## THINGS TO DO
1: Could you translate the sentence "The algorithms substitute for human intervention." from the Quill.org article into Spanish?
2: Could you restate the Quill.org article between "Kids today write" and "or science teaching.", inclusive, renaming "Facebook" as "Instagram"?

Every time students take a writing exercise on Quill.org–a writing instruction platform for schools–their responses are logged by computers and analyzed for patterns. Algorithms take account of every false word they type, every misplaced comma, every inappropriate conjunction, deepening a sense of where the nation’s kids are succeeding in sentence-construction and where they need extra help.

The algorithms substitute for human intervention. Instead of teachers having to correct errors late at night with a red pen, the system does it automatically, suggesting corrections and concepts on its own. The goal, says Peter Gault, who founded Quill three years ago, is to reach more students than traditional teaching methods, including those who need support the most. About 400,000 students in 2,000 schools have used the (mostly free) writing-instruction platform so far.

. . . .

Kids today write all the time, perhaps more than previous generations. Whether it’s texts to their friends, or posting on Facebook, they’re constantly hitting the keys one way or another. But all this composition doesn’t necessarily make for better writing, at least not in the formal, academic sense. Just 24% of 8th- and 12th-grade students are “proficient” writers according to the Department of Education’s “The Nation’s Report Card: Writing 2011,” published in 2012. Teachers often complain they lack professional development to teach writing well. And, there’s a widespread acceptance in education circles that writing instruction is less developed and successful than, say, math or science teaching.

“Teachers just don’t have enough time in the day to offer feedback on everything students write, and that becomes a huge blocker to students moving forward,” Gault says in an interview. “Using machine learning to detect these patterns really unlocks a lot of options that allow us to bring this to thousands, or millions, of additional students in the coming years.”

The New York-based startup trains its algorithms with about 200 responses to each exercise, submitted by its programmers (it has about 300 exercises so far). As the students offer up thousands of their own responses, the code is then able to detect patterns without additional human intervention. When it prompts students to correct their sentences, it does so based on the collective trial-and-error of thousands of other users of the service.

## STORED DATA
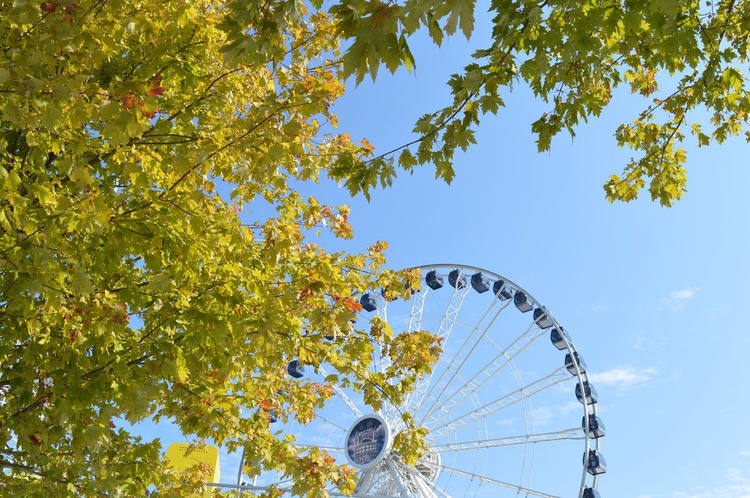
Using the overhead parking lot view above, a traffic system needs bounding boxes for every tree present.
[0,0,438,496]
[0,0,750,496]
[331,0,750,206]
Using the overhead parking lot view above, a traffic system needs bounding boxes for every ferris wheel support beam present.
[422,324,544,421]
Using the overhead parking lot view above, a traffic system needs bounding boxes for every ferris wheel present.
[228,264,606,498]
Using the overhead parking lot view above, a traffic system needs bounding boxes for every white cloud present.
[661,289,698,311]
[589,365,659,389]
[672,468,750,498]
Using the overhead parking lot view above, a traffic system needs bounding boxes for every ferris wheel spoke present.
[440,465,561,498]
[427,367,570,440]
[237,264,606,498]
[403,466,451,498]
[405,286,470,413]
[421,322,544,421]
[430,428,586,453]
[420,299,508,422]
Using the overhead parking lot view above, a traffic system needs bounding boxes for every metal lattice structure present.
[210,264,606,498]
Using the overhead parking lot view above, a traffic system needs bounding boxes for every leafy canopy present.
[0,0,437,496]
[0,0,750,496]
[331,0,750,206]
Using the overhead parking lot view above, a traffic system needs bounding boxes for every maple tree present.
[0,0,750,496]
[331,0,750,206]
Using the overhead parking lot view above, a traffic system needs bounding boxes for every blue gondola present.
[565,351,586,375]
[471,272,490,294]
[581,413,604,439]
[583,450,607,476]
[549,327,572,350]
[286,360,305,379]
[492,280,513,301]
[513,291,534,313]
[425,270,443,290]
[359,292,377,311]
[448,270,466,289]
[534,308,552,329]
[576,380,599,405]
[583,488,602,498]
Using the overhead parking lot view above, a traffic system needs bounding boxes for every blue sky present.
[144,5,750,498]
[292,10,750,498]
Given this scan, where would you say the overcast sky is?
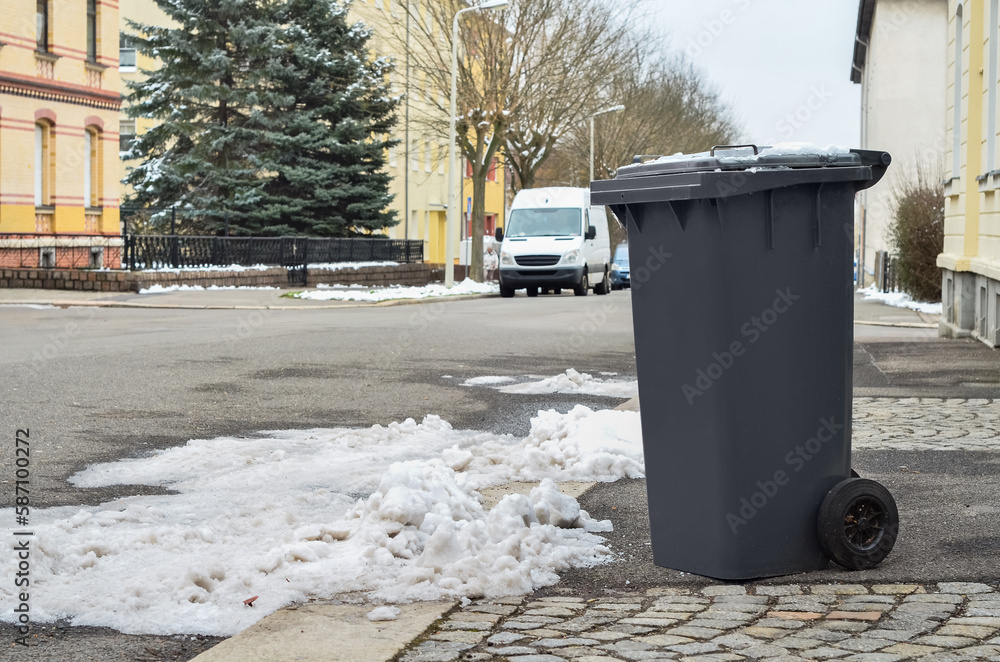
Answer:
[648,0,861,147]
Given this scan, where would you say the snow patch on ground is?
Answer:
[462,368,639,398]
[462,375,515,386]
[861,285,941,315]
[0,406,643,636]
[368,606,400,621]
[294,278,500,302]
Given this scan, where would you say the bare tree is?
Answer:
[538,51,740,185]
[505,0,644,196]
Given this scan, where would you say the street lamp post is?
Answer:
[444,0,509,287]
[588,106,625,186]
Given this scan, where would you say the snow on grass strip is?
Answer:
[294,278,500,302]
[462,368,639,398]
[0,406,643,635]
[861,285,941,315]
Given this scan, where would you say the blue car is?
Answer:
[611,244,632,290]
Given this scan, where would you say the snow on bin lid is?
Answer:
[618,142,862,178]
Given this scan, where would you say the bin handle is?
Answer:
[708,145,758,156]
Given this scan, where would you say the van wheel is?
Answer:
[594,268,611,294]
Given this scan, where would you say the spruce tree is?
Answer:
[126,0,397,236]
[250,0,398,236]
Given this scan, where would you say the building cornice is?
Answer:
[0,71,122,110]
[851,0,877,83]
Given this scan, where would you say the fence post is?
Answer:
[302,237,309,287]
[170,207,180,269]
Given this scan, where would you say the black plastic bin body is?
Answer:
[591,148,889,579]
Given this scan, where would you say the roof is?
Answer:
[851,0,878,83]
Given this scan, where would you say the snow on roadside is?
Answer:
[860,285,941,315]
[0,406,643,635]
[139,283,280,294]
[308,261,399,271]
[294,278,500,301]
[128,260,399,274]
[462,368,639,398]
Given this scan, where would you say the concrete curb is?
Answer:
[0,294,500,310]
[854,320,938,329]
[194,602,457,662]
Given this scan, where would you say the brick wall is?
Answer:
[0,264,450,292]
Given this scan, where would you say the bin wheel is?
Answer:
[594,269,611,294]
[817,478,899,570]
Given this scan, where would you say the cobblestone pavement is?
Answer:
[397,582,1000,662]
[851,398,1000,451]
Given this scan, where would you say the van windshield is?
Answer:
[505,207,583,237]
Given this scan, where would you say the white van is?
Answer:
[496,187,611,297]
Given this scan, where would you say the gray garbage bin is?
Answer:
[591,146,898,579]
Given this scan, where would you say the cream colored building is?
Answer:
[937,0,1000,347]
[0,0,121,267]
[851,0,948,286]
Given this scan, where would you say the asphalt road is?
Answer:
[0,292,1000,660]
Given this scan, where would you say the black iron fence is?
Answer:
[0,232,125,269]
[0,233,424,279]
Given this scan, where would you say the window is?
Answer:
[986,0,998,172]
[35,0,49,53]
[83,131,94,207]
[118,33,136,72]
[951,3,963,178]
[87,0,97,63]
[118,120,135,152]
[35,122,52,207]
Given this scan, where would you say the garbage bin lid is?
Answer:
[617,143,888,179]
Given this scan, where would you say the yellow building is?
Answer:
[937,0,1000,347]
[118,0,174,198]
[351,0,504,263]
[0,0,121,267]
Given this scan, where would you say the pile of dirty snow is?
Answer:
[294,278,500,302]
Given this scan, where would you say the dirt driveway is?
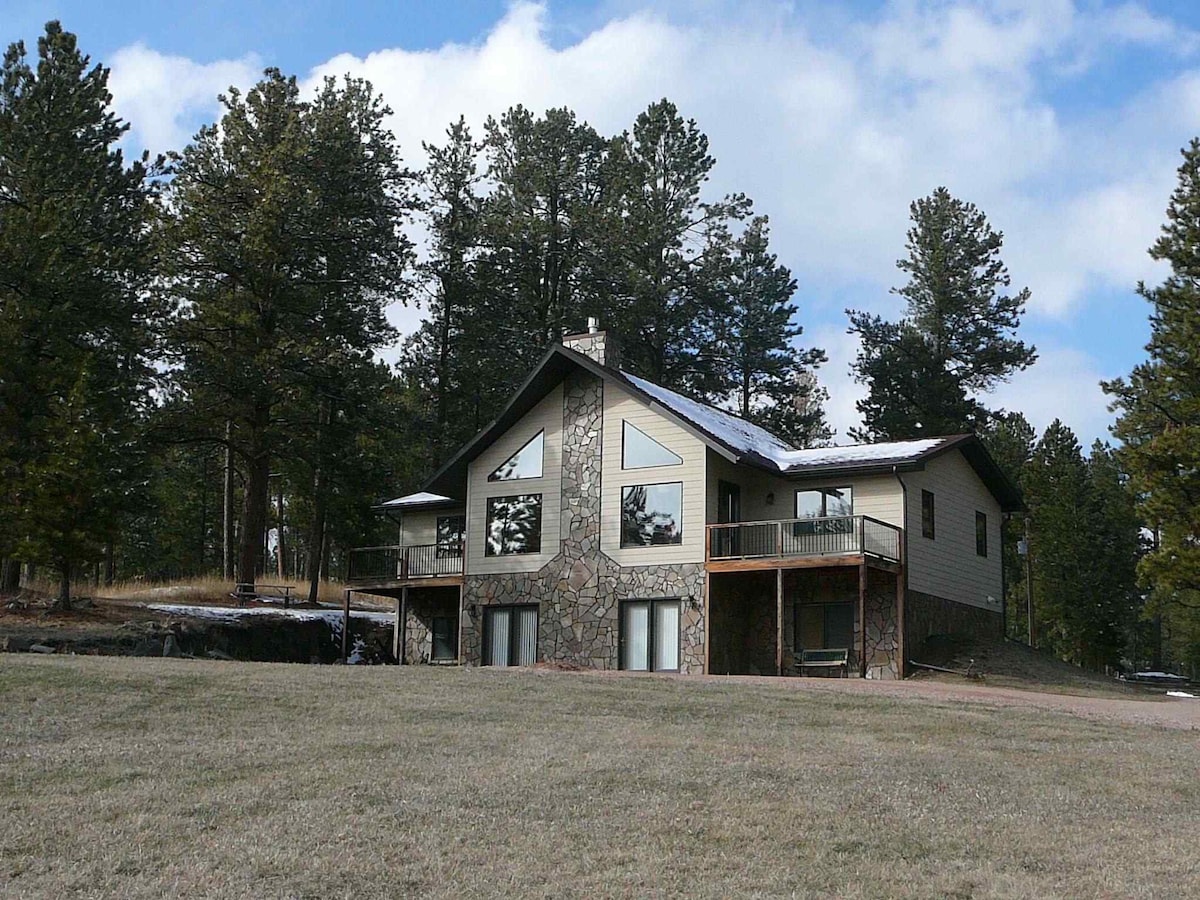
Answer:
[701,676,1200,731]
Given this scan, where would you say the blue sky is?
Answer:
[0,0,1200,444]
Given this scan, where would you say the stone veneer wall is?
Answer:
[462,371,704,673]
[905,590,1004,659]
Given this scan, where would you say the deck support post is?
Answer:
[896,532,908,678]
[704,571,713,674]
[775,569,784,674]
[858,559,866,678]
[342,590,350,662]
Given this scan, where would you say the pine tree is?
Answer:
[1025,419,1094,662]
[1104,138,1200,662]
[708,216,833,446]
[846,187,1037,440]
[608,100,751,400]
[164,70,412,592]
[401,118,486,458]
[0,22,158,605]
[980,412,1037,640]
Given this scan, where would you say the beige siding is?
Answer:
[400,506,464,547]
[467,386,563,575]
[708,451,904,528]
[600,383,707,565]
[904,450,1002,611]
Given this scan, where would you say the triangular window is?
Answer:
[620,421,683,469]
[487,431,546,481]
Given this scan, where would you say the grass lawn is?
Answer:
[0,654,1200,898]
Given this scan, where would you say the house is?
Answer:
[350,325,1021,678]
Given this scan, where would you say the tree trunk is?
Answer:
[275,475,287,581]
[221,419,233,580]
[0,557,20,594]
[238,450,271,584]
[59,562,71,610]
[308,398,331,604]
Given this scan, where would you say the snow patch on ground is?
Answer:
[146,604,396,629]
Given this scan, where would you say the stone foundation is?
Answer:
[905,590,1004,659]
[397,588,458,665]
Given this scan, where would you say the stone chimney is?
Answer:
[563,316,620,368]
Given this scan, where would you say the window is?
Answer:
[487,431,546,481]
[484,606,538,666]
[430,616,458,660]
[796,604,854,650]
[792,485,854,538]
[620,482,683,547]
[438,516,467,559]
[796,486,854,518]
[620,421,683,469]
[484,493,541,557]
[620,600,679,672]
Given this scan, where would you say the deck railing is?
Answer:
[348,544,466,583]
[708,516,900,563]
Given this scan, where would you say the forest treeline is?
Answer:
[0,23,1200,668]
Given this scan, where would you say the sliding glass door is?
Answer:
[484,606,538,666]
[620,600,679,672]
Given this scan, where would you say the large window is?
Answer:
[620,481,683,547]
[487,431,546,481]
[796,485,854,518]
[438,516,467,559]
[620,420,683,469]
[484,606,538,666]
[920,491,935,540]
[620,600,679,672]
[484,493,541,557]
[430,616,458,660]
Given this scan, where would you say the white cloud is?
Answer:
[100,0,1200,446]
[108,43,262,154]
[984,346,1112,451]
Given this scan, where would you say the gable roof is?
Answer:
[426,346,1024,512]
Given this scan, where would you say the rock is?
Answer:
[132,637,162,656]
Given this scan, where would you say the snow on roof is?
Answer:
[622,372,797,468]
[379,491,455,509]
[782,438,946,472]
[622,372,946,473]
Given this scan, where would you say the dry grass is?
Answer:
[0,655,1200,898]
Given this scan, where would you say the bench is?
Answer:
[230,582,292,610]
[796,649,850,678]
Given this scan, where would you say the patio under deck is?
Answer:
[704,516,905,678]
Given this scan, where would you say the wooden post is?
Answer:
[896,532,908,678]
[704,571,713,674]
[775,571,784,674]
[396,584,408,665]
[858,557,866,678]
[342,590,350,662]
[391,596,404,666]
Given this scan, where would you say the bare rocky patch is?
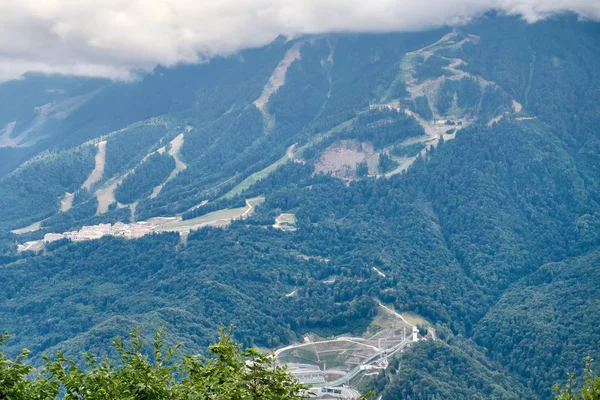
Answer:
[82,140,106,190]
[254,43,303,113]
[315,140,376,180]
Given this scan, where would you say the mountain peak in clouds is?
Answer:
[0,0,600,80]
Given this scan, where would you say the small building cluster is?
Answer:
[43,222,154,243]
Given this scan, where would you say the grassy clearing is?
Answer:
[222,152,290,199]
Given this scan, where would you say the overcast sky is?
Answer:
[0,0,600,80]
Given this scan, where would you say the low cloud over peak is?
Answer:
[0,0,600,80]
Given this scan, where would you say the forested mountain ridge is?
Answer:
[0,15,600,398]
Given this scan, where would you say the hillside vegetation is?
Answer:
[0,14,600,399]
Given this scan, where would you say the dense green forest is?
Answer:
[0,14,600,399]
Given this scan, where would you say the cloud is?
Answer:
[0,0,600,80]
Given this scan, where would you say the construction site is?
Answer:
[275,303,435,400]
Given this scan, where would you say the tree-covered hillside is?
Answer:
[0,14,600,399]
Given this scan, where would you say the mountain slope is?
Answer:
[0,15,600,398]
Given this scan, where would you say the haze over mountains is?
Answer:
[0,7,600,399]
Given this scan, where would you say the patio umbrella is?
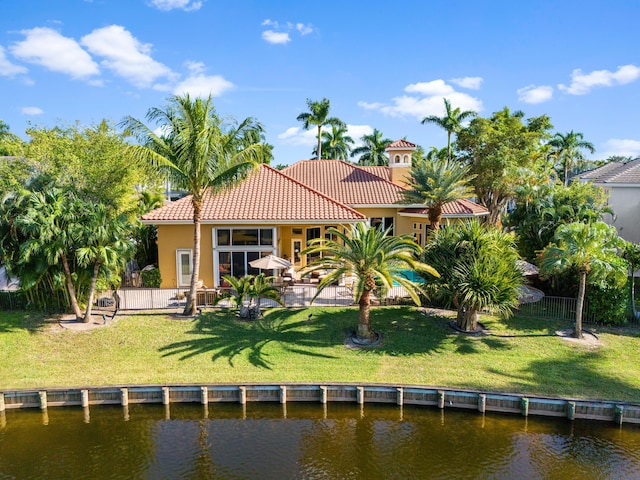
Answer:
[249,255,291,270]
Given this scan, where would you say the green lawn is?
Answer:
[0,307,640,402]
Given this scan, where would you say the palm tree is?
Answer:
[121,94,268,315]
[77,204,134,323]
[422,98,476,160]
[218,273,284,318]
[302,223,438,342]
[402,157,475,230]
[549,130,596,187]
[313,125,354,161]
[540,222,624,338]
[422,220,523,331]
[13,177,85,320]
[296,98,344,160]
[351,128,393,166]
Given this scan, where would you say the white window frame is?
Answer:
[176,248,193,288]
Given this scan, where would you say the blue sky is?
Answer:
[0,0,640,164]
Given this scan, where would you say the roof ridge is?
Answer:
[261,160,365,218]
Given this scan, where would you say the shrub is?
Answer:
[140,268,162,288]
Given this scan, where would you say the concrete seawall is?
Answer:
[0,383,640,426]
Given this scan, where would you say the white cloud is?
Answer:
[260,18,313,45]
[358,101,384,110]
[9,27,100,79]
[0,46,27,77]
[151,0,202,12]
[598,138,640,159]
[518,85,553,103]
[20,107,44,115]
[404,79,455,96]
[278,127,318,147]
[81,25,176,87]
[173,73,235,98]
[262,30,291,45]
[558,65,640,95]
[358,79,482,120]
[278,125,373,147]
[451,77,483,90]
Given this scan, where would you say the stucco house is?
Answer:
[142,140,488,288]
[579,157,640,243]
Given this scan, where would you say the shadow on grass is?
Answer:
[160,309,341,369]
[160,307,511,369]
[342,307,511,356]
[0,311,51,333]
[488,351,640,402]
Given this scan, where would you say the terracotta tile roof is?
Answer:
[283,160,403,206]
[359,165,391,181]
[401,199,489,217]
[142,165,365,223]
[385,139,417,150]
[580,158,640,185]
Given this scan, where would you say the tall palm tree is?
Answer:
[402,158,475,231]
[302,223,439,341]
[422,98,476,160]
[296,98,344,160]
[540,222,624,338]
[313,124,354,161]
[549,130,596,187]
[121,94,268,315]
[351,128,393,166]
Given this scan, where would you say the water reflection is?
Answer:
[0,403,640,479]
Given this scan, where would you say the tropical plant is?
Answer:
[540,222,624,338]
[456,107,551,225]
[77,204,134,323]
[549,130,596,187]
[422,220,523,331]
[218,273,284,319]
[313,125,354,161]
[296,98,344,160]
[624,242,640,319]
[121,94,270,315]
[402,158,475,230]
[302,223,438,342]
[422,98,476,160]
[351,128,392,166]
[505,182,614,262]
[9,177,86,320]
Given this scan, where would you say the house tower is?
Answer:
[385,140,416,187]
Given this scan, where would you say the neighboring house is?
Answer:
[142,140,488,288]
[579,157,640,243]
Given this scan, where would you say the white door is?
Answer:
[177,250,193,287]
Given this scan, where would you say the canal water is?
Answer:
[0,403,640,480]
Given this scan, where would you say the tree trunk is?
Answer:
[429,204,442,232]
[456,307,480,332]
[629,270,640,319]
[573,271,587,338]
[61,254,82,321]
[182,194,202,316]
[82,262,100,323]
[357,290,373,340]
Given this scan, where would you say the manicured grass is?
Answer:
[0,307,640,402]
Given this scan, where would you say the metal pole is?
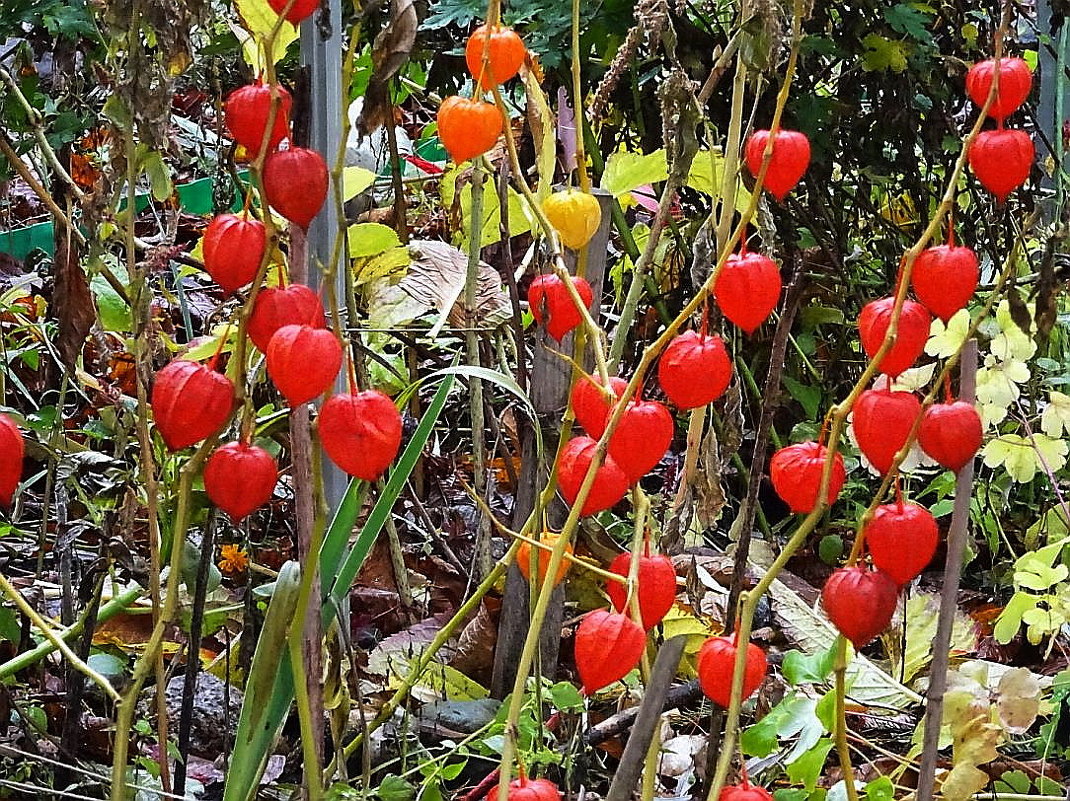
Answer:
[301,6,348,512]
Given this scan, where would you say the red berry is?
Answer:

## SOLUTIONS BY TASK
1: Los algoritmos sustituyen la intervención humana.

2:
Kids today write all the time, perhaps more than previous generations. Whether it’s texts to their friends, or posting on Instagram, they’re constantly hitting the keys one way or another. But all this composition doesn’t necessarily make for better writing, at least not in the formal, academic sense. Just 24% of 8th- and 12th-grade students are “proficient” writers according to the Department of Education’s “The Nation’s Report Card: Writing 2011,” published in 2012. Teachers often complain they lack professional development to teach writing well. And, there’s a widespread acceptance in education circles that writing instruction is less developed and successful than, say, math or science teaching.